**Excerpted text**
━━━━━━━━━━━━━━━━━━━━━━━━━━━━━━
Developing Cross-reactive B7H3-targeting CAR-T Cells for Enhanced Preclinical Cancer Models

Stanford scientists have developed species cross-reactive B7H3-targeting CAR-T cells that can effectively target both human and mouse tumors, enabling more accurate preclinical testing in immunocompetent models. This breakthrough allows researchers to use a single CAR sequence throughout development—from initial testing in immune-competent mouse models to clinical trials—dramatically improving the predictive value of preclinical studies and reducing the risk of clinical trial failures.

CAR-T cell therapies have shown remarkable success in blood cancers, but extending this success to solid tumors remains challenging. Current preclinical development relies heavily on testing human CAR-T cells against human tumors in immunocompromised mouse models, which cannot accurately predict clinical performance because they fail to account for the complex tumor immune microenvironment and potential off-target toxicities. This limitation has contributed to mixed results for solid tumor CAR-T therapies, including early B7H3-targeting approaches that have shown limited efficacy and some adverse events. B7H3 represents a particularly attractive pan-cancer target, as it is highly expressed across multiple solid tumor types with minimal expression in healthy tissues, making it a priority for pharmaceutical companies investing heavily in cellular therapy platforms. However, existing B7H3 CAR-T cells lack species cross-reactivity, preventing meaningful preclinical testing in immunocompetent models that could better predict clinical outcomes and identify potential safety issues before human trials.
━━━━━━━━━━━━━━━━━━━━━━━━━━━━━━
**Information**
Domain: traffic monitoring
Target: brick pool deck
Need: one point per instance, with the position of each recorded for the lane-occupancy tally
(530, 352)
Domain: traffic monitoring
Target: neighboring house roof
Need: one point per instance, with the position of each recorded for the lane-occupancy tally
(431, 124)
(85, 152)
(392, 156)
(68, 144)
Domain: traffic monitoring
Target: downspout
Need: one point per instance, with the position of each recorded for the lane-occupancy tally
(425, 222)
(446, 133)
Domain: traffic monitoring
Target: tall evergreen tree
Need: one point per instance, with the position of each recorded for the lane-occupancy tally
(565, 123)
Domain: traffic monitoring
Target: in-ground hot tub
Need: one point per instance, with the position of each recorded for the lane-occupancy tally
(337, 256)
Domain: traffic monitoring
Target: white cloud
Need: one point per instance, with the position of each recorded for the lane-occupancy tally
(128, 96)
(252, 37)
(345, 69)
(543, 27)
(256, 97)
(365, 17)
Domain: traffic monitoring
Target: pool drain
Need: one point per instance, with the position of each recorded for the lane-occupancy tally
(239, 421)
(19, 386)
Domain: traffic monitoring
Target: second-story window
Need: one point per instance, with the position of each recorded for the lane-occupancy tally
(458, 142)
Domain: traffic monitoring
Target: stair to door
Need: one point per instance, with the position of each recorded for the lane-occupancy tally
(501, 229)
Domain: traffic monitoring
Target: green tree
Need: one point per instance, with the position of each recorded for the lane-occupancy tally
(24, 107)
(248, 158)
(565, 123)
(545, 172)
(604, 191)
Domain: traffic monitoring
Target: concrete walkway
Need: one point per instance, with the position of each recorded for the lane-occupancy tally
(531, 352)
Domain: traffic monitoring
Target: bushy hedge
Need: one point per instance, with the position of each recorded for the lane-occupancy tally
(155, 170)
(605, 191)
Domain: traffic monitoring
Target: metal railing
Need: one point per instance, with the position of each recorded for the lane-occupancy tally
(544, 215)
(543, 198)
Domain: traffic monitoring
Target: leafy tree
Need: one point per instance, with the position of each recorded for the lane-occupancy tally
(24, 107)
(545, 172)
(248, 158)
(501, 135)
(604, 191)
━━━━━━━━━━━━━━━━━━━━━━━━━━━━━━
Continue the B7H3 CAR-T cell passage from its final sentence.

Engineering B7H3-targeting CAR-T cells with species cross-reactivity through directed evolution resulted in variants that maintain high affinity for both human and mouse B7H3. In preclinical studies, the cross-reactive CAR-T cells demonstrated effective tumor control in both human and mouse models, with superior in vivo performance and no observed toxicity at high doses. Consequently, this species cross-reactive approach has the potential to significantly improve preclinical testing accuracy, reduce development risks, and enhance the clinical translation success of B7H3-targeting CAR-T therapies across multiple solid tumor types.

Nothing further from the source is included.